>>

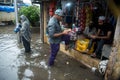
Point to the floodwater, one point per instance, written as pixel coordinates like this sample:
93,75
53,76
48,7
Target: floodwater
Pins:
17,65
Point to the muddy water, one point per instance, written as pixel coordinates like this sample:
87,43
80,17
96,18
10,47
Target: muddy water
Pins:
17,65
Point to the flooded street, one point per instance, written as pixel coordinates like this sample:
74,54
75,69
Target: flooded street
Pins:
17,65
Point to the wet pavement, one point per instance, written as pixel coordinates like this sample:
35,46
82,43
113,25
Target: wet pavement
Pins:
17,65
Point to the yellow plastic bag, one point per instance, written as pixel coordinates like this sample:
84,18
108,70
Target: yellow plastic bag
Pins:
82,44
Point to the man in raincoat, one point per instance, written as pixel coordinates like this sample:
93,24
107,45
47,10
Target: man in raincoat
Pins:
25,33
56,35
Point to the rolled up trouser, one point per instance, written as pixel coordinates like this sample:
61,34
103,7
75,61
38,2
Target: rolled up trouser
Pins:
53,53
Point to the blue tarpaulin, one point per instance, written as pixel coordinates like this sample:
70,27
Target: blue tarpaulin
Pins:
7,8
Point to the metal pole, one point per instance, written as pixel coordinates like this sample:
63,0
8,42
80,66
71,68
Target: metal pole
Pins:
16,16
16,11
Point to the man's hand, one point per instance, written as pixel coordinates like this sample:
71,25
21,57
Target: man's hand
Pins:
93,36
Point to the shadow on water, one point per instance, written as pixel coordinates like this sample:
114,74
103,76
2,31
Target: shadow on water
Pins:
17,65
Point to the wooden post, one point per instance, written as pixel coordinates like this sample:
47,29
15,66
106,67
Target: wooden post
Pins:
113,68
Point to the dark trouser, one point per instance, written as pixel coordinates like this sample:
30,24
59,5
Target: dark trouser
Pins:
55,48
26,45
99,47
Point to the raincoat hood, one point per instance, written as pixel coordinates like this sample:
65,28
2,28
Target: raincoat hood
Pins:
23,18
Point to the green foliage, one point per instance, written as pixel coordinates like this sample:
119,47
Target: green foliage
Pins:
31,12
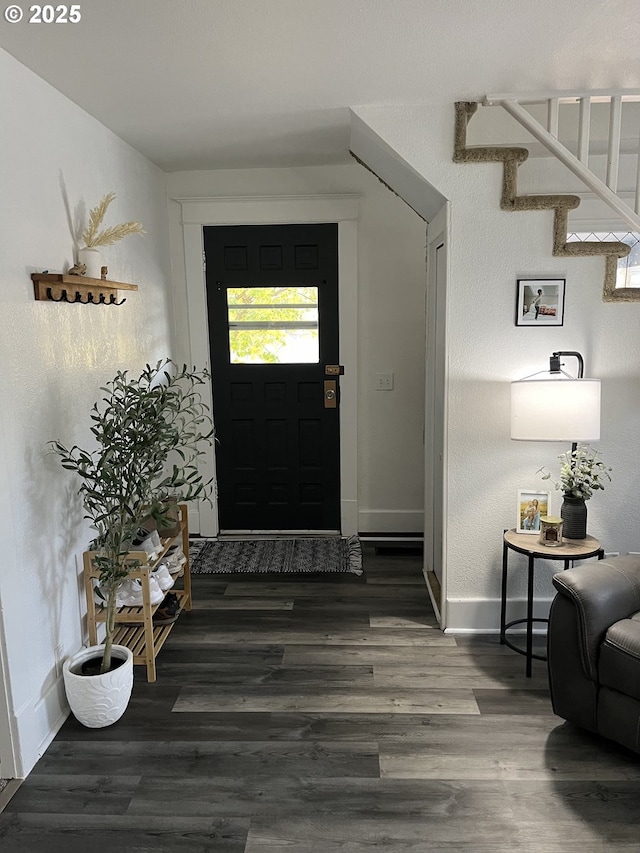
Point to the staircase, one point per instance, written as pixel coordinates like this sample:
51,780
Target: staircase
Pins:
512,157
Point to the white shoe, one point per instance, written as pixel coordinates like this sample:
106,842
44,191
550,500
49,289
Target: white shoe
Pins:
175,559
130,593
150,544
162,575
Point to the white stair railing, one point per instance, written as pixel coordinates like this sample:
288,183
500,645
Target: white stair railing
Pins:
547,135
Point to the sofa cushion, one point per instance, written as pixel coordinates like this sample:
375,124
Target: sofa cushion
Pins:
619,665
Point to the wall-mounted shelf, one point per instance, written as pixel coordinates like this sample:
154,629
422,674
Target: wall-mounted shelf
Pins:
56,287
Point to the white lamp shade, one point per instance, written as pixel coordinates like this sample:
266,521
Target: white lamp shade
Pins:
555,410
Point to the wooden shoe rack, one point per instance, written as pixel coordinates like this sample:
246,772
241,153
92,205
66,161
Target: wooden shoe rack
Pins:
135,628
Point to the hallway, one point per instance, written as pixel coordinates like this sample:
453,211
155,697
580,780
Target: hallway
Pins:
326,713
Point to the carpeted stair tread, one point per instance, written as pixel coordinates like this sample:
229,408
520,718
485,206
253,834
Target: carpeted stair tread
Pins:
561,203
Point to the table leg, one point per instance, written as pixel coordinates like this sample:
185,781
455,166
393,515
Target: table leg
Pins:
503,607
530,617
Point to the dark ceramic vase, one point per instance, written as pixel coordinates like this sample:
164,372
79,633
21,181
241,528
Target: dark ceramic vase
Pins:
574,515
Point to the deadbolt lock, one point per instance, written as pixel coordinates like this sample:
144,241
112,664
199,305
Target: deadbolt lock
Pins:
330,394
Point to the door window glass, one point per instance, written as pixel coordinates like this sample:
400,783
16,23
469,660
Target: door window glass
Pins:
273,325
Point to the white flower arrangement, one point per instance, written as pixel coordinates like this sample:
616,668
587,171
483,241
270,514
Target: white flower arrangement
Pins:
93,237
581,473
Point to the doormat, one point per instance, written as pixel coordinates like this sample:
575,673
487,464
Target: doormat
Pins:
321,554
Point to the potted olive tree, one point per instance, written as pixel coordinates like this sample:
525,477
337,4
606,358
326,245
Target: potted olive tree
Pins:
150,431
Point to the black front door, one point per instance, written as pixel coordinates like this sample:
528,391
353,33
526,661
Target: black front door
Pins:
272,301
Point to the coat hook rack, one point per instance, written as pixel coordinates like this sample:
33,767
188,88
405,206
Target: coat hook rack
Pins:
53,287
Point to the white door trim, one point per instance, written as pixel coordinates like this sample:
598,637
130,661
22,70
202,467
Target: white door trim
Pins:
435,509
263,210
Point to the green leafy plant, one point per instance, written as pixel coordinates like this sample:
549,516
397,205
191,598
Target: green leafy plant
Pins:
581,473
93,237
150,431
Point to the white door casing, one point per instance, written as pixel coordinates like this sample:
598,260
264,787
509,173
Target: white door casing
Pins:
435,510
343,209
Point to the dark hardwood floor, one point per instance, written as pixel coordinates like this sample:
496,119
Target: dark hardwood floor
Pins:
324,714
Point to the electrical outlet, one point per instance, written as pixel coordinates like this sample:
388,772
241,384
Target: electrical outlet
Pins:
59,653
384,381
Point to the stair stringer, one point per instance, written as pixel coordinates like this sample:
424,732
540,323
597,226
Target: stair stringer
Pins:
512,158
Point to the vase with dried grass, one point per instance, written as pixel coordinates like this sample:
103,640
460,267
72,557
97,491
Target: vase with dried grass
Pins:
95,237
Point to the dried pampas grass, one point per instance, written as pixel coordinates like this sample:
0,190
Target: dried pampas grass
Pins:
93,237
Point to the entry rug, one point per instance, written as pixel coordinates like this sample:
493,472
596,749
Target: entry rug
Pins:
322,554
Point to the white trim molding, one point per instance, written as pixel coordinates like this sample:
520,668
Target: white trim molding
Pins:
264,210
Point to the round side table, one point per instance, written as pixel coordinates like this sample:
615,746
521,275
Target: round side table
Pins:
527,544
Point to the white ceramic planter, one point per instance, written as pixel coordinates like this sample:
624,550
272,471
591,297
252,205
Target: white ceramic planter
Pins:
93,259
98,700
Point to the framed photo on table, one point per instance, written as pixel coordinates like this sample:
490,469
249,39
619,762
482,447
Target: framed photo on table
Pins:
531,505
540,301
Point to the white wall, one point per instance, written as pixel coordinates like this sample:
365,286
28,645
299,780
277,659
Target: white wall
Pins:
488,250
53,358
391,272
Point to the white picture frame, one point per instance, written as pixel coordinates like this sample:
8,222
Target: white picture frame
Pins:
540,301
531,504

<<
>>

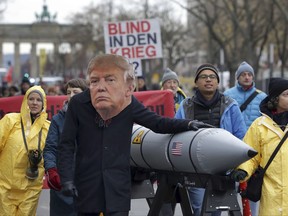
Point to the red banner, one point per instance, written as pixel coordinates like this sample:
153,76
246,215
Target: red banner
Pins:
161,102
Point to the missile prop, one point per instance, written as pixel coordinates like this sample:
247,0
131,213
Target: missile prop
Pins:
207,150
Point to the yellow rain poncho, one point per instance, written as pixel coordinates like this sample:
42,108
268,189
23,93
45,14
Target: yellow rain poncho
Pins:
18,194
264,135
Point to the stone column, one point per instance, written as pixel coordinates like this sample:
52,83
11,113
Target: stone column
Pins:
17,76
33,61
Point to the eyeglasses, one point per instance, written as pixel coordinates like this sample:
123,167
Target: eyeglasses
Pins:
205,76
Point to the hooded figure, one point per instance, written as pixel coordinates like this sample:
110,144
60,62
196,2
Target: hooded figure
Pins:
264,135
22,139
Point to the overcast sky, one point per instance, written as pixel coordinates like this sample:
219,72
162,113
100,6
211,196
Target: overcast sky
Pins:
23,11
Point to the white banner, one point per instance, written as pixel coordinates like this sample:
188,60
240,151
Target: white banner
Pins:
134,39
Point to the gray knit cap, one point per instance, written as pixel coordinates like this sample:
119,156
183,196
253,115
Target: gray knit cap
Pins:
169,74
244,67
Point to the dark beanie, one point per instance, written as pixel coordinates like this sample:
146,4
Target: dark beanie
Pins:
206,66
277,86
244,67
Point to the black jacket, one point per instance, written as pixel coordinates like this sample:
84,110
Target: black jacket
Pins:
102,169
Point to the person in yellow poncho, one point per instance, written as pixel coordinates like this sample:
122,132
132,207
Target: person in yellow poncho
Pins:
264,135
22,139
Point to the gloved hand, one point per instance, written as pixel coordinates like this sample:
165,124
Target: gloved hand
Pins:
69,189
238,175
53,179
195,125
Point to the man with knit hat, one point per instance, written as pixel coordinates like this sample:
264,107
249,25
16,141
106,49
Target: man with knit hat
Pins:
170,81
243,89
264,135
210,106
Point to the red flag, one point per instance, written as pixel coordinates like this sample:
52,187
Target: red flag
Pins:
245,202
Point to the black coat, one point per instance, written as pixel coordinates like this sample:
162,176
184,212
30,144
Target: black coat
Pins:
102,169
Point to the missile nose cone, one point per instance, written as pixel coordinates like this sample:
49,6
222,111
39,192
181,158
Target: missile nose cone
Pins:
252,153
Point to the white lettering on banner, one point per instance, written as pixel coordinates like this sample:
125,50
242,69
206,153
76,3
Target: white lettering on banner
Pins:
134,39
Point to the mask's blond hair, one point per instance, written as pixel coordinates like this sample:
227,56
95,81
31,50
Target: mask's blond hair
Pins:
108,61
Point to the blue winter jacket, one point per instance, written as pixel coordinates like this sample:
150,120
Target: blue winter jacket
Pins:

<<

Task brief | Find the word "trim" in the entries, then copy out every line that has it.

Exercise response |
Point to the white door trim, one point per instance, written as pixel coordinates like this sample:
Target: white door trim
Point to the white trim molding, one point per instance, written as pixel coordinates like this sample:
Target: white trim molding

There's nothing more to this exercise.